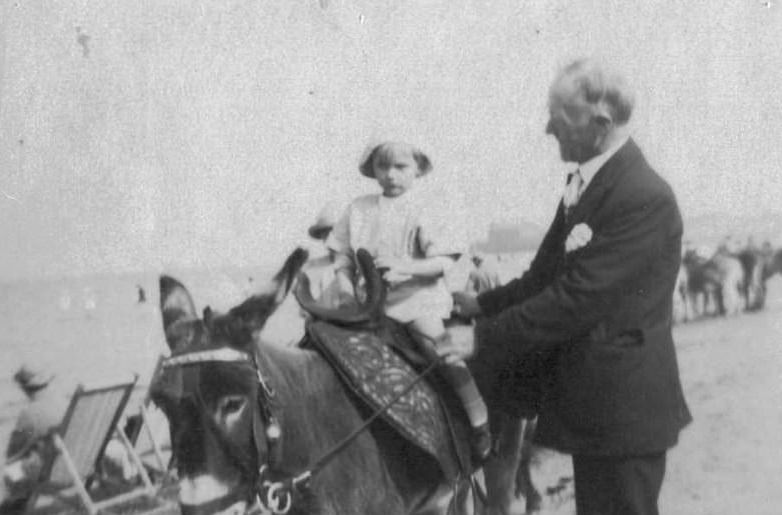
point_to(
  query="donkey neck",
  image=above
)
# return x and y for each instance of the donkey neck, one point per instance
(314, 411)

┄┄┄┄┄┄

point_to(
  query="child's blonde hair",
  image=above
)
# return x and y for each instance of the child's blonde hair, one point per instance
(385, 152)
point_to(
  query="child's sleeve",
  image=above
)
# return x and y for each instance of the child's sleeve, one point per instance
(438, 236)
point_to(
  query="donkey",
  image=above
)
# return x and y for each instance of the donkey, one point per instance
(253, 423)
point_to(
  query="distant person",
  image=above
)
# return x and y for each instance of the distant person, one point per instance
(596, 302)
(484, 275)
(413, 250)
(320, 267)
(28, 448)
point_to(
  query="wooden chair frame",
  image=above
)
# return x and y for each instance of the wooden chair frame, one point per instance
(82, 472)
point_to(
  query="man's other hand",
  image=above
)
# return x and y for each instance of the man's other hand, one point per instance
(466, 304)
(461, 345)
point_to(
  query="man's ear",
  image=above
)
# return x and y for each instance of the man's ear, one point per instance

┄┄┄┄┄┄

DIRECTIONS: Which lines in the data above contain the word "hand"? List every one of them.

THE RESULT:
  query="man's other hand",
# return x and y for each instance of the man's other hand, one point per instance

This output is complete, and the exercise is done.